== PAGE EXTRACT ==

......

Under the severe challenge of global climate change, reducing greenhouse gas emissions and promoting green and low-carbon development have become the shared consensus and guiding principles for the international community. As a key pillar of the global economy, the textile industry not only meets basic human needs and enhances quality of life, but is also a major contributor to energy consumption and carbon emissions. Due to the complexity of the textile supply chain, extensive energy consumption occurs throughout the production process, from raw material sourcing and textile manufacturing to the transportation of fabrics and apparel. Additionally, the high energy intensity of textile production itself makes the industry a significant emitter, which contributes about 10% of global greenhouse gas emissions (UNFCCC, 2025). As the world’s largest producer, consumer, and exporter of textiles and apparel, China plays a pivotal role in the international textile industry (Peng et al., 2022). Data from the China National Textile and Apparel Council (CNTAC) and other organizations indicate that China’s textile and apparel sector emits approximately 230 million tons of greenhouse gases annually (Liu, 2024), accounting for about 2% of the country’s total emissions. For years, China’s textile industry has faced enormous pressure to improve energy efficiency and reduce emissions (Li et al., 2022).

In China, the textile industry is a cornerstone of the national economy and social development, a vital sector for improving livelihoods and enhancing the quality of life, as well as a key player in international cooperation and integration. In 2020, the revenue of industrial enterprises above a designated size in China’s textile industry (including textile and apparel industry) reached approximately 3.73 trillion CNY, nearly 4.78 times the figure in 2001, while exports amounted to approximately 276 billion USD, accounting for 35.6% of global textile exports in that year (Leal Filho et al., 2022). The textile industry’s position in the industrial economy has been declining in recent years, with its share in industrial sectors dropping from 8.13% in 2001 to 3.5% in 2020. Its ranking also fell sharply from 5th to 16th (Zhang J. L. et al., 2024). In 2024, the total operating revenue of 38,000 large-scale textile enterprises nationwide increased by 4% year-on-year, marking a 4.8% rebound compared to the previous year. According to data from the National Bureau of Statistics, the capacity utilization rate of China’s textile industry reached 78.5% in 2024, representing an increase of 2.1% over the previous year. The figure is higher than the national industrial average of 75% for the same period. Over the past 2 decades, China’s textile industry has seen significant changes in its carbon emissions. Zhuo and Cai (2014) proved that from 2000 to 2012, carbon emissions in China’s textile and apparel sector more than doubled, although carbon emission intensity decreased. Wang and Liu (2020) observed that after 2012, carbon emissions from the garment manufacturing sector stabilized, though there was no significant reduction. The energy consumption structure has been optimized, with the share of fossil energy consumption, such as raw coal, decreasing. Huang and Zhang (2024) found that from 2012 to 2021, the carbon emissions of the three sub-sectors showed a similar fluctuation trend to the industry as a whole, with the textile sub-sector having the greatest impact on the overall carbon emissions of the industry.

......

== DATASET EXTRACT ==
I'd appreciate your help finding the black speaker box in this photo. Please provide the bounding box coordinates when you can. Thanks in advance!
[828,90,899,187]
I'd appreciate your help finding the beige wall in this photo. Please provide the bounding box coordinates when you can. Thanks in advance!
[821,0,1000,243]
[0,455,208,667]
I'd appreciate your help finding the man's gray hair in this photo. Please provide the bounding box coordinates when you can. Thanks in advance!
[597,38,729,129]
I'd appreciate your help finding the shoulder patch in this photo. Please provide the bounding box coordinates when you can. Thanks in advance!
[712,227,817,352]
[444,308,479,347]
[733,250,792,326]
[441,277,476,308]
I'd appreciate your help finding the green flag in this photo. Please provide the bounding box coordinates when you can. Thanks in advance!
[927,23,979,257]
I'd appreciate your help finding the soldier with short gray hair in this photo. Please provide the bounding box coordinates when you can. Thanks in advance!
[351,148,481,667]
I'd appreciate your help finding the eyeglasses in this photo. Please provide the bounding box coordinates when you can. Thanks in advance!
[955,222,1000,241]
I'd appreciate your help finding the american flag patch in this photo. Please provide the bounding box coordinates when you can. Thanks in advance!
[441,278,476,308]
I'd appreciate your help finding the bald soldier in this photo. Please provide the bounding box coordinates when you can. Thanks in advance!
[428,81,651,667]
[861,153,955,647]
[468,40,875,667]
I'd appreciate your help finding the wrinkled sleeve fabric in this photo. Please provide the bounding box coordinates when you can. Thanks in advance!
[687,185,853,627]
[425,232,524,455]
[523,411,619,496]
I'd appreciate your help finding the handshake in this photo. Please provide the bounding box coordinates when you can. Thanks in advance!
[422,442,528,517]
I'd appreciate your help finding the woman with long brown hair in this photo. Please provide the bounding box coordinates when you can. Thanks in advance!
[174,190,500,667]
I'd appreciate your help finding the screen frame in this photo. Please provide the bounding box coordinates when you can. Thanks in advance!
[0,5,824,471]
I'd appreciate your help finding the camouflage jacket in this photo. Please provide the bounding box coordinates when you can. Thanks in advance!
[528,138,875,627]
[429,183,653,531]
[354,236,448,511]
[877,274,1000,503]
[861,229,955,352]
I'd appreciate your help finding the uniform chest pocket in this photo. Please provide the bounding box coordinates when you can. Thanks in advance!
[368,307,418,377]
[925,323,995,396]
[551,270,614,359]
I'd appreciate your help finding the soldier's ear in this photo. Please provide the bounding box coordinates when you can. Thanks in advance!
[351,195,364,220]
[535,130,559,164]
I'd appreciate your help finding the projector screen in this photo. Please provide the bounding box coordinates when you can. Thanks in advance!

......

== GIVEN REQUEST ==
Write the next part of the passage on carbon emissions in China's textile industry, starting after its last sentence.

== TASK RESPONSE ==
As the world’s largest emitter of carbon, China has taken on the responsibility of addressing climate change. In September 2020, President Xi Jinping proposed the “dual carbon goals”: peaking carbon emissions by 2030 and achieving carbon neutrality by 2060. As a pillar of the Chinese economy, the textile industry plays a crucial role in the country’s green transformation (Wei et al., 2023). During the “13th Five-Year Plan” period, China’s textile industry made remarkable progress in green development. The energy structure continued to optimize, with secondary energy accounting for 72.5% of total energy use. Energy efficiency improved, with comprehensive energy consumption per ten thousand yuan of output dropping by 25.5% (14th Five-Year Plan for The Development of The Textile Industry, 2021). By 2020, most of China’s textile industry indicators had reached, or even surpassed, global advanced levels, establishing the most comprehensive modern textile manufacturing system in the world. In June 2021, the Chinese government released the “14th Five-Year Plan for the Development of the Textile Industry,” aiming to elevate the industry’s green development to new heights. Specific targets were set, with a few key examples listed as follows: by the end of the “14th Five-Year” period, the textile industry’s energy structure should be further optimized, and the efficiency of energy and water resource use should be significantly improved. Energy consumption and carbon dioxide emissions per unit of industrial added value are expected to decrease by 13.5% and 18% (14th Five-Year Plan for The Development of The Textile Industry, 2021).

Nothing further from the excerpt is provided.